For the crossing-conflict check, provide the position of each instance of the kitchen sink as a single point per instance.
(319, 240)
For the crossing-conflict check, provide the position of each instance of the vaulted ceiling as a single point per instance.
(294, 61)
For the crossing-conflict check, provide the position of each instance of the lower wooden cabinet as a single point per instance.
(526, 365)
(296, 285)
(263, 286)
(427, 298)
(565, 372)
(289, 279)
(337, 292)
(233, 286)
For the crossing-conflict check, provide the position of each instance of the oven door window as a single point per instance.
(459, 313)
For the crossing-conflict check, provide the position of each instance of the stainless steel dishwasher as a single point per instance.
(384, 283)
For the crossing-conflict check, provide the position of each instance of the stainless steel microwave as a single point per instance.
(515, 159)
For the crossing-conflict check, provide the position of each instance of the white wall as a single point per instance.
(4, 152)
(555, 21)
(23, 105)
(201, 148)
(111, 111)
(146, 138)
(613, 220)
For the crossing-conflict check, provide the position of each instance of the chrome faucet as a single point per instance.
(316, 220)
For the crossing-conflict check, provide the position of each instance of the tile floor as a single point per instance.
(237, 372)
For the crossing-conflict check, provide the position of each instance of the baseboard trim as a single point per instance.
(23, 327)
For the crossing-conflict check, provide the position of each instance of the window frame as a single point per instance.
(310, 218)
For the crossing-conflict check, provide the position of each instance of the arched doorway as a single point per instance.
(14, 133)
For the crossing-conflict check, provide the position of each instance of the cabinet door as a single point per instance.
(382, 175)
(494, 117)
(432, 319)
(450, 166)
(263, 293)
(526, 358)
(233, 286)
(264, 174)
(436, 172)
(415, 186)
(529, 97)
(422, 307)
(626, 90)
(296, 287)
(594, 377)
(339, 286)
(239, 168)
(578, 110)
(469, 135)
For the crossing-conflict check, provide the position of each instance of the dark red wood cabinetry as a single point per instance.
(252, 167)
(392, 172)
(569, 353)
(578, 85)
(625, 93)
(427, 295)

· · ·

YOUR GOAL: Write out the material from the first line to the last, exactly.

TASK OUTPUT:
For the crossing-conflict check, provide the position of each instance of the kitchen sink as a single point per instance.
(319, 240)
For the crossing-conflict check, provide the position of each instance of the vaulted ceiling as a single point per instance.
(294, 61)
For the crossing-conflict check, provide the position of each instance of the lower wooden cabinet as a single point per instance.
(526, 365)
(296, 285)
(263, 286)
(427, 298)
(565, 372)
(289, 279)
(337, 292)
(233, 286)
For the crossing-conflict check, provide the position of each instance of the oven door window as a single point per instance.
(459, 313)
For the crossing-conflict check, provide the position of each instance of the stainless steel dishwasher as a single point per instance.
(384, 283)
For the crossing-conflict check, provide the position of each instance of the stainless steel microwave as a single point per instance.
(515, 159)
For the crossing-conflict check, provide the position of each instance of the white wall as a single point per instance.
(4, 152)
(555, 21)
(23, 105)
(201, 148)
(111, 111)
(146, 138)
(613, 220)
For the crossing-conflict check, provide the position of each instance of the chrome faucet as a single point per instance.
(316, 220)
For the crossing-conflict check, provide the position of each instance of the tile floor as a single point per instance.
(237, 372)
For the crossing-conflict check, provide the position of each instance of the baseboard trim as a single point per instance.
(23, 327)
For the crossing-conflict check, provide the position of each instance of the window frame as a single point per instance.
(310, 218)
For the crossing-conflict check, provide the position of each instance of the arched doorway as a single point per instance.
(14, 133)
For the crossing-conflict check, provide the position of each instance of the cabinet door as a single point per instance.
(382, 175)
(494, 117)
(432, 319)
(450, 166)
(263, 293)
(526, 358)
(233, 286)
(264, 174)
(436, 172)
(415, 186)
(529, 97)
(422, 307)
(626, 90)
(296, 287)
(594, 377)
(339, 286)
(239, 168)
(578, 110)
(469, 135)
For the crossing-conflict check, provide the position of each instance of the dark red wood cabinetry as a single point per instance.
(252, 167)
(392, 172)
(569, 353)
(578, 85)
(625, 93)
(427, 295)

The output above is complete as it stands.